> **Request 1**: Please transcribe the article on GDPR fines from "- Around €158.5" to "application of GDPR.".
> **Request 2**: Pick up the article on GDPR fines after its last sentence and continue it.

# START OF Source extract

Ever since the GDPR guidelines were launched (May 25, 2018), the data regulators in European Union (EU) have imposed sizable penalties on various organizations that misused customer information or failed to maintain the required cybersecurity standards. The EU has issued over €272.5 million (approximately $332.4 million) in fines since the GDPR was initiated, according to research from international law firm DLA Piper. Along with the surge in fines, the number of data breach notifications have also increased by 19% compared to last year.
In total, there have been more than 281,000 data breach notifications since the initiation of GDPR, with Germany (77,747), the Netherlands (66,527), and the U.K. (30,536) topping the list. Italy tops the list in aggregate fines with more than €69.3 million (about $84.5 million) in fines imposed since the initiation of GDPR. Germany and France stood second and third with aggregate fines of €69.1 million and €54.4 million, respectively.
- Around €158.5 ($192,80) of fines have been imposed since January 28, 2020, a 39% increase on the previous 20-month period since the application of GDPR.

# END OF Source extract
# START OF Material supplied

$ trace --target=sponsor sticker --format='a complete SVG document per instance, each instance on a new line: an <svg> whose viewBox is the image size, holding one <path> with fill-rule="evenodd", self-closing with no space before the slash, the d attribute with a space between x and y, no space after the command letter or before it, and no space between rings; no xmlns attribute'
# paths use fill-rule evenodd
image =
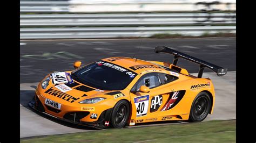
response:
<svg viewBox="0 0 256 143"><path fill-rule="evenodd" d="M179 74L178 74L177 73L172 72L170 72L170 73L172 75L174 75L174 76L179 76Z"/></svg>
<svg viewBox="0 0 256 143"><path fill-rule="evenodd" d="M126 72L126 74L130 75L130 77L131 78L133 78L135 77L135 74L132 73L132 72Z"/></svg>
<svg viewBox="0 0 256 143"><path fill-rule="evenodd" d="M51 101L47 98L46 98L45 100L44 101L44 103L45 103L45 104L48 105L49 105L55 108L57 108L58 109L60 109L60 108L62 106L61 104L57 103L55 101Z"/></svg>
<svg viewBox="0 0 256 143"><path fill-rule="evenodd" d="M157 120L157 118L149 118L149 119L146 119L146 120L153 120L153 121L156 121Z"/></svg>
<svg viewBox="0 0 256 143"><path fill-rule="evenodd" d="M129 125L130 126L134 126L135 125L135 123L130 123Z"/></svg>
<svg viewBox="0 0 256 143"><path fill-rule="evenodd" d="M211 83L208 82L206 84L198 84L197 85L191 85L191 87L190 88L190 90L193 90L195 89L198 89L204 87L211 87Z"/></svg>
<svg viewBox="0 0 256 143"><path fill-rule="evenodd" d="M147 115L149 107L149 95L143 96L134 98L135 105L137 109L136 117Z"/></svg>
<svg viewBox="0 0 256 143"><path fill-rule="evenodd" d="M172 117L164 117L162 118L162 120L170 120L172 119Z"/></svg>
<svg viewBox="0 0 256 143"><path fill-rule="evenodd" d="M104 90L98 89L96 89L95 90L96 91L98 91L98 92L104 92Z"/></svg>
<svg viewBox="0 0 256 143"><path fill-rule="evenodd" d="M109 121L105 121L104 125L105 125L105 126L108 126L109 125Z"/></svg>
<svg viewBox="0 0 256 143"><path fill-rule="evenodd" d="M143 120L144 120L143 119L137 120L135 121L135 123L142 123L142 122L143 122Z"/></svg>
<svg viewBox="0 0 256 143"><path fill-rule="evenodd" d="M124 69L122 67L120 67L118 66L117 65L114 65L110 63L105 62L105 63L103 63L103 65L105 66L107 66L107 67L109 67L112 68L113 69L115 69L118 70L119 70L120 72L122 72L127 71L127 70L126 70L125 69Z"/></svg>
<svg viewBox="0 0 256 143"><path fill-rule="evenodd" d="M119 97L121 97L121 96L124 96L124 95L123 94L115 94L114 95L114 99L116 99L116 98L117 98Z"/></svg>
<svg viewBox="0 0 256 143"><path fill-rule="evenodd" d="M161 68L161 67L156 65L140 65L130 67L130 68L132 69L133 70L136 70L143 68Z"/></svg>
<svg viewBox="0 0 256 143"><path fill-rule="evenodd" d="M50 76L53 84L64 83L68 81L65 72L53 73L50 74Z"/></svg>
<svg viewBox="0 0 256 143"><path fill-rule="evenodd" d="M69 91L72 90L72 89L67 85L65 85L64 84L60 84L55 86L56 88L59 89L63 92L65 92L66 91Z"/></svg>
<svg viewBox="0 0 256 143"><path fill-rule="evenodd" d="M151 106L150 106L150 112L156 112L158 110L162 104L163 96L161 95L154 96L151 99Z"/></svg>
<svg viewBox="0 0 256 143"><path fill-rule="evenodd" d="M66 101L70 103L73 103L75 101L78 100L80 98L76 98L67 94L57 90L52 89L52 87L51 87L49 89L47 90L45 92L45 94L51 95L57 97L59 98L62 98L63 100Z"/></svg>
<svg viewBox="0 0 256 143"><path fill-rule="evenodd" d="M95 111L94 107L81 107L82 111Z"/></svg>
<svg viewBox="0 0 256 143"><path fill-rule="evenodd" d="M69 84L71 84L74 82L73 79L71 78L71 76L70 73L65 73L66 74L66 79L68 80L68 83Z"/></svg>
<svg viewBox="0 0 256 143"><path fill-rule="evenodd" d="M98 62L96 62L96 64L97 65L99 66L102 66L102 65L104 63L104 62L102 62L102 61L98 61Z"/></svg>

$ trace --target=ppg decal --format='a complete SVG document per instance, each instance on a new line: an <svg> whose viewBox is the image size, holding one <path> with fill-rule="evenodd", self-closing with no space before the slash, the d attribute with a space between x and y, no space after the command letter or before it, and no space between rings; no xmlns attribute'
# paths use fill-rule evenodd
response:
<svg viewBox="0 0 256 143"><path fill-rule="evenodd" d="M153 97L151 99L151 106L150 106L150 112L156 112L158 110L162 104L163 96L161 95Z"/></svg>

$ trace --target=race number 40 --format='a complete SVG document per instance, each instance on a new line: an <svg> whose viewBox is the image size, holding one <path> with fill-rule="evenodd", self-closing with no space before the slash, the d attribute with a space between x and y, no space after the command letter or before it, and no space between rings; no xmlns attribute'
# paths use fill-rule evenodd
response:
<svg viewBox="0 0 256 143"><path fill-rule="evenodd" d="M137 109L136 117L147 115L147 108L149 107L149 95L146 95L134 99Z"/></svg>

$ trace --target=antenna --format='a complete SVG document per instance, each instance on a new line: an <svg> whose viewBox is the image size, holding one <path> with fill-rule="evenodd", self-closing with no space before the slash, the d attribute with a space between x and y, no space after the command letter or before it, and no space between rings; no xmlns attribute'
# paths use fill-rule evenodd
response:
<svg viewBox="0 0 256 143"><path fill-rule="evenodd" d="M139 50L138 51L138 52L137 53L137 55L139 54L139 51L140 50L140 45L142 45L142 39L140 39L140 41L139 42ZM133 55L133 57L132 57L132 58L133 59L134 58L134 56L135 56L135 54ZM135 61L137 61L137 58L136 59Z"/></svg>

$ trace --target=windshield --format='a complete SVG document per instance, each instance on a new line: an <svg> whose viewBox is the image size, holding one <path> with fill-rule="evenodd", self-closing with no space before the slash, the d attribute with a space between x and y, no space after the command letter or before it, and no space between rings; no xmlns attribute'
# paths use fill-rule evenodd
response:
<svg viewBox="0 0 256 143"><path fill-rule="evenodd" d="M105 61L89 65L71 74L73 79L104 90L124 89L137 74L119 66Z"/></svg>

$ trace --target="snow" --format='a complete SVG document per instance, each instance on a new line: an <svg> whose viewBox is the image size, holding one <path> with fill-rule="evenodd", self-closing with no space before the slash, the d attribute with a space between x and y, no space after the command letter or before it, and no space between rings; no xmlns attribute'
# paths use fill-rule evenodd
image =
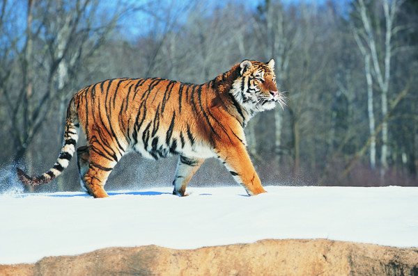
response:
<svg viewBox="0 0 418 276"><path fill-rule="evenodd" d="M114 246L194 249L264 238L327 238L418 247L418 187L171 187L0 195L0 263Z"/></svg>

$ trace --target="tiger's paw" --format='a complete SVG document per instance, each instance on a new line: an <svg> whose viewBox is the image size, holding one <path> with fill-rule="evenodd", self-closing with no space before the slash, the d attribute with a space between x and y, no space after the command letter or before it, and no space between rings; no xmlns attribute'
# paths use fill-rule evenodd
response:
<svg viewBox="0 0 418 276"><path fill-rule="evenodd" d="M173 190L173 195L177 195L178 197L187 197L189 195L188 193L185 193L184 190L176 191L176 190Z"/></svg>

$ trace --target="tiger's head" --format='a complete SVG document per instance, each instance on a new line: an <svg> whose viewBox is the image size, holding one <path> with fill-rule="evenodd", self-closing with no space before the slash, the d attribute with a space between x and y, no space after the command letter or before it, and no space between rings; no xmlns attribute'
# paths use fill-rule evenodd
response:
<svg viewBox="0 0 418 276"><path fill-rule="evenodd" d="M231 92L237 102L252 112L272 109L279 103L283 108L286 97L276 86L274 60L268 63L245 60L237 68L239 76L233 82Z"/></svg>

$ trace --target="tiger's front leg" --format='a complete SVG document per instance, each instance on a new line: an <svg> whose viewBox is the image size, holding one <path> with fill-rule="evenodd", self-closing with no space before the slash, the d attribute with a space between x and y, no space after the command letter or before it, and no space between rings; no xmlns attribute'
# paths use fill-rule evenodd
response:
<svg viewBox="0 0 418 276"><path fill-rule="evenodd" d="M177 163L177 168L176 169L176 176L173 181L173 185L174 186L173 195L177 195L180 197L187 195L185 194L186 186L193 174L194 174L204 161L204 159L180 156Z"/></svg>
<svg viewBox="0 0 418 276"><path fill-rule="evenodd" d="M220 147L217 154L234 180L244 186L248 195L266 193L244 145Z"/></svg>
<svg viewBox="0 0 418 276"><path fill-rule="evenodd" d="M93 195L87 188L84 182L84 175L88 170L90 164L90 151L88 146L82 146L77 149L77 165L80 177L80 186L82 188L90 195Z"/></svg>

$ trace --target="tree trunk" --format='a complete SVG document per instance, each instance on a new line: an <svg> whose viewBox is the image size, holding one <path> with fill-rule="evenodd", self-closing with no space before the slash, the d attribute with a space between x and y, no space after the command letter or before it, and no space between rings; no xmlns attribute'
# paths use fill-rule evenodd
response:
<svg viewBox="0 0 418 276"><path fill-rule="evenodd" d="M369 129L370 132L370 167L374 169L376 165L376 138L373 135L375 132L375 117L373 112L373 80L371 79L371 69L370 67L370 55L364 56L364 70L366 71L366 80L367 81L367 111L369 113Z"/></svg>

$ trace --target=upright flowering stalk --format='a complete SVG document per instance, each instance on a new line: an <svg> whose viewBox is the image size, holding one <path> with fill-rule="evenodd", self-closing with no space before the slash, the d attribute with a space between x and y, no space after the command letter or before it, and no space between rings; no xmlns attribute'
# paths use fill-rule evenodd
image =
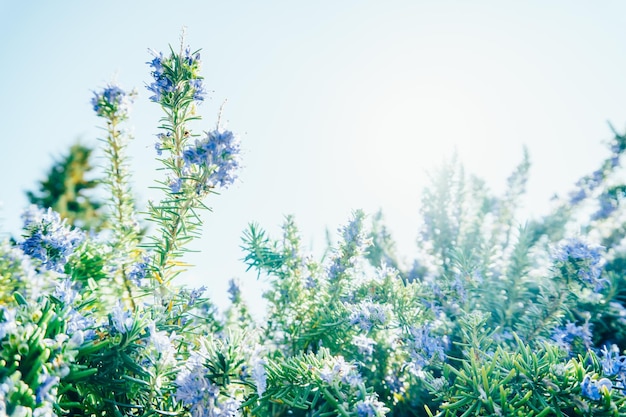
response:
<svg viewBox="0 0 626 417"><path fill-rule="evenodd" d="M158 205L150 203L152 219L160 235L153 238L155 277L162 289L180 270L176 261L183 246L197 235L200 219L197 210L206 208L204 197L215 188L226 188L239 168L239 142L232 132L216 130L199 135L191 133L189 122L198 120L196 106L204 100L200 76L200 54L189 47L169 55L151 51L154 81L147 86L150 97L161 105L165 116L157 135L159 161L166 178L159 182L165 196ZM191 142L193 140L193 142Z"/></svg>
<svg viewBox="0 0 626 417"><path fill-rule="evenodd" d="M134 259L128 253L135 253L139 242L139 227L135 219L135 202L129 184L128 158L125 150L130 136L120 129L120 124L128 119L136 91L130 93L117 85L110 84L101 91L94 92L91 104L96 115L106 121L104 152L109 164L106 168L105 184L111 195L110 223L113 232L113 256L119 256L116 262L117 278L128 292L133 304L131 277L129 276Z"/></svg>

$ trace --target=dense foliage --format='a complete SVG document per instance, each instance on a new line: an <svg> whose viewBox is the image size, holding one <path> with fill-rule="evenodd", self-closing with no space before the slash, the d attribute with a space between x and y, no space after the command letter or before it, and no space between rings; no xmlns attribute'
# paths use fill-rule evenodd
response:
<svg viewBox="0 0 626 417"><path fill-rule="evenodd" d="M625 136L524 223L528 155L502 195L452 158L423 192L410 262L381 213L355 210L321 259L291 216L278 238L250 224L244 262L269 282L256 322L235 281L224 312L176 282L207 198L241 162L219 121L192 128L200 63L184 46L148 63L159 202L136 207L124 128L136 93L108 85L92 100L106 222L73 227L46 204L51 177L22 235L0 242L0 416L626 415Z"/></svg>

# END OF Material supplied

> **Output 1**:
- Around €158.5 ($192,80) of fines have been imposed since January 28, 2020, a 39% increase on the previous 20-month period since the application of GDPR.

> **Output 2**:
- Double-digit growth for breach notifications for the second year running with 121,165 breaches notified since January 28, 2020, compared to 101,403 breaches notified in the previous year, a 19% increase.
- Denmark tops the rankings for data breach notifications.
- Italy has imposed the highest aggregate fines and France has imposed the highest individual fine to date.
- Regulators have not had everything their own way this year with several multi-million-euro fines being successfully appealed or significantly reduced.
- The highest GDPR fine to date remains the €50 million (about $61 million) imposed by the French data protection regulator on Google, for alleged infringements of GDPR’s transparency principle and lack of valid consent.
The research findings are based on the latest GDPR fines and data breach reports from the EU, the U.K., Norway, Iceland, and Liechtenstein.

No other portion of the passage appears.